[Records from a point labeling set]
+++++

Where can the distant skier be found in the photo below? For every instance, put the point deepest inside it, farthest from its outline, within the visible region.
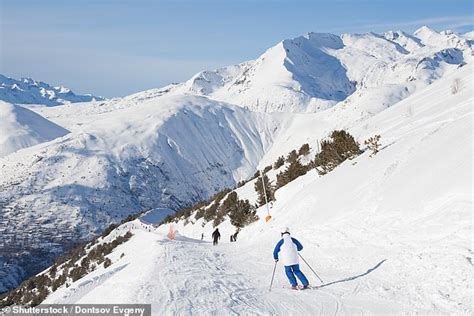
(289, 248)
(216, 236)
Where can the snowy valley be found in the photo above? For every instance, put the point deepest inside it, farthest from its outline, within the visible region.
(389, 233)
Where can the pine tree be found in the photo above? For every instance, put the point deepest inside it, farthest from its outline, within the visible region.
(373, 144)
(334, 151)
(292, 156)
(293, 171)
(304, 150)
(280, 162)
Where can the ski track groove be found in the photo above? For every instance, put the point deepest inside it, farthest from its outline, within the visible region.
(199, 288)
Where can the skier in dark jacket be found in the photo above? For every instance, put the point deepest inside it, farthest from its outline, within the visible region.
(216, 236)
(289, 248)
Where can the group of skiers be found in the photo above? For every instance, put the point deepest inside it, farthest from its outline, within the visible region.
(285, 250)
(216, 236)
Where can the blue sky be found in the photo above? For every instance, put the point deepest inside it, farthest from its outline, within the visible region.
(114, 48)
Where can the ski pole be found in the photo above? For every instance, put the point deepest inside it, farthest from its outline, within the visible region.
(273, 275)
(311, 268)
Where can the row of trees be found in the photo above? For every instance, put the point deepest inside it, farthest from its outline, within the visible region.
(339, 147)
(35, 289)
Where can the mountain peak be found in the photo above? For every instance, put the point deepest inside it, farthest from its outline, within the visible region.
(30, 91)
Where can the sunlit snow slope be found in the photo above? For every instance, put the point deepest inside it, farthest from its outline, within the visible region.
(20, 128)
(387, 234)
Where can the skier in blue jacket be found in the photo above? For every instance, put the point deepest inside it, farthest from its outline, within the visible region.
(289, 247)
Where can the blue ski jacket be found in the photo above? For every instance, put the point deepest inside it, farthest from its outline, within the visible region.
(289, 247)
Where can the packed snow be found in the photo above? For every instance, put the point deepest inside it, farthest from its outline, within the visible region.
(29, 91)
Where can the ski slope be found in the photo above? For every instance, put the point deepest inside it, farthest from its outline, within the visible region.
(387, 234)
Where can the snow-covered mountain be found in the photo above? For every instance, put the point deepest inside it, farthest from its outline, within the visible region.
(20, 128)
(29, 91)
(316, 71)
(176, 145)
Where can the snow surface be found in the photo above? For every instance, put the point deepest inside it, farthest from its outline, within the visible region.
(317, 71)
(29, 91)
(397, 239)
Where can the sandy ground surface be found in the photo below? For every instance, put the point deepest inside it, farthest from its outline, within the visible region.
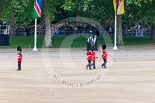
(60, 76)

+++++

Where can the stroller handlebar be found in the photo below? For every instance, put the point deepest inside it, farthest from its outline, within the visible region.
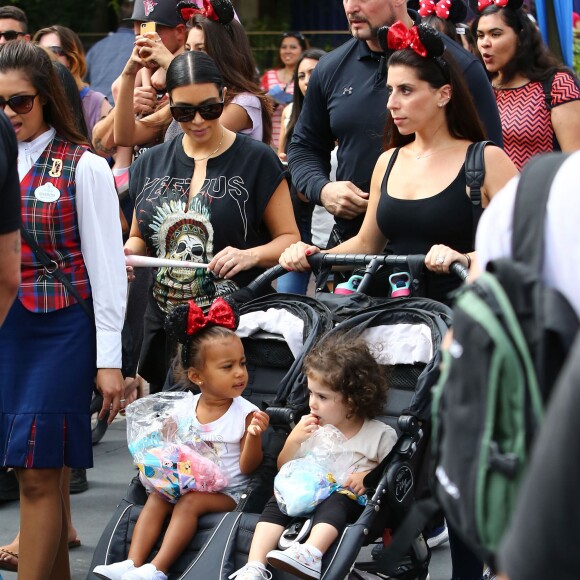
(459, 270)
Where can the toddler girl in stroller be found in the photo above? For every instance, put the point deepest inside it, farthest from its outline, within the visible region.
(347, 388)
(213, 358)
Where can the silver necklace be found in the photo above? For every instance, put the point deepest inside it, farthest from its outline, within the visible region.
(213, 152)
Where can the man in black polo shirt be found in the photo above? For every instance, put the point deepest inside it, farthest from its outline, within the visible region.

+++++

• [Problem to work on] Copy out everything in the records from the line containing "Where can the silver" down to the line containing "Where can the man", both lines included, keeping every character as it appears.

• [Solution to this problem]
Where can the silver necklace be found in the photo above? For every instance, put the point deepest inside it, farthest from its outline, within the visible region.
(213, 152)
Where can the man in black polo shirt be found in the photo above? For every instance, put the point deepest inside it, farthest from its outline, within the visible region.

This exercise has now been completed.